◆ TASK TO COMPLETE
Transcribe word for word the stretch of the Somaliland revenue report below from "The Somaliland government" through "Telesom, through laxity.".
** START OF TEXT PASSAGE **
Country Report Somalia May 2011

The Somaliland Republic: The government hopes to double its revenue in 2011

The Somaliland government has announced that it expects to nearly double its annual revenue to US$100m in 2011-a rise driven mainly by better tax collection. To this end the Ministry of Finance announced that it will target Somaliland's 40 biggest businesses and richest individuals to ensure their tax compliance. The government estimates that it is forgoing nearly US$25m in revenue a year from just the country's largest mobile-phone provider, Telesom, through laxity.

However, to sweeten the pill for the region's businesses, the government has slashed tax rates in the 2011 budget-a decision that will make it harder to achieve its target of doubling receipts. Payroll and sales taxes were cut from 12% to 5% and income tax cut to 10% from a high of 25%. The government's efforts to double its receipts will be further hindered by the lack of rain that has hit livestock production in some parts of Somaliland, which is likely to reduce receipts from livestock exports through Berbera port.
** END OF TEXT PASSAGE **
** START OF RAW DATA **
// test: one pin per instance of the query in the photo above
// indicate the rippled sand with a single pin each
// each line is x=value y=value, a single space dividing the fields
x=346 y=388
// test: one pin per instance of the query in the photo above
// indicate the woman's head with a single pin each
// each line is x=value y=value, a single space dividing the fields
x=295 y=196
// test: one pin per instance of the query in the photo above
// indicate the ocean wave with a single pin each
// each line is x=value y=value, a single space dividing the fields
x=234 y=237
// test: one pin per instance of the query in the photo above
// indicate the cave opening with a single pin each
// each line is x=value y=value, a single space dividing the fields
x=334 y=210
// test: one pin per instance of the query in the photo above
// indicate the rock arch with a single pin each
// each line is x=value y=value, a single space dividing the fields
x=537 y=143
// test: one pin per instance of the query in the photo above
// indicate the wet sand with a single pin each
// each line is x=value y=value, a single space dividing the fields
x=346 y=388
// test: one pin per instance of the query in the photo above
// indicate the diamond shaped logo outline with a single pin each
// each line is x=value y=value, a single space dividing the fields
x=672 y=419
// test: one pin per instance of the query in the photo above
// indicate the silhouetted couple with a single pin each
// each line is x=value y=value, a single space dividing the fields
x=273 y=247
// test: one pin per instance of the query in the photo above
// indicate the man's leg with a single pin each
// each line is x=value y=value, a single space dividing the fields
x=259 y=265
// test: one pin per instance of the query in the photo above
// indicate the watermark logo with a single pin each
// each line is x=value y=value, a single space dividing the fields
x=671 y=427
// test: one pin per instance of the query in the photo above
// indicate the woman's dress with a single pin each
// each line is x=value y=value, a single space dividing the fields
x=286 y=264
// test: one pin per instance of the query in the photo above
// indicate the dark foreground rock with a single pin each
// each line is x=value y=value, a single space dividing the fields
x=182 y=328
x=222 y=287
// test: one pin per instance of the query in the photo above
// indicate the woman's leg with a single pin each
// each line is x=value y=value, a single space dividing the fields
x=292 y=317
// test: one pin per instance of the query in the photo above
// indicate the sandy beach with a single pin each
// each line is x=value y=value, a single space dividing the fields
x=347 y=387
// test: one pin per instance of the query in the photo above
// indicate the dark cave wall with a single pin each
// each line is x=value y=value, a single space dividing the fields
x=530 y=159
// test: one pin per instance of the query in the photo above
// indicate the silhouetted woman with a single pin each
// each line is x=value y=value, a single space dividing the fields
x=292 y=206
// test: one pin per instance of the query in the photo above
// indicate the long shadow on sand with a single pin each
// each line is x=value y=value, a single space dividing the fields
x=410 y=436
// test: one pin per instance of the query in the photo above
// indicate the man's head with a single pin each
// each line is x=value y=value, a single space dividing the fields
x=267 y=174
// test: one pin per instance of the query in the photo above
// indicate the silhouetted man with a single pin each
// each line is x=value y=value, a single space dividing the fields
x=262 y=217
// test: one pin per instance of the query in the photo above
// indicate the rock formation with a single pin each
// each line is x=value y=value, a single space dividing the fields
** END OF RAW DATA **
◆ COMPLETE ANSWER
The Somaliland government has announced that it expects to nearly double its annual revenue to US$100m in 2011-a rise driven mainly by better tax collection. To this end the Ministry of Finance announced that it will target Somaliland's 40 biggest businesses and richest individuals to ensure their tax compliance. The government estimates that it is forgoing nearly US$25m in revenue a year from just the country's largest mobile-phone provider, Telesom, through laxity.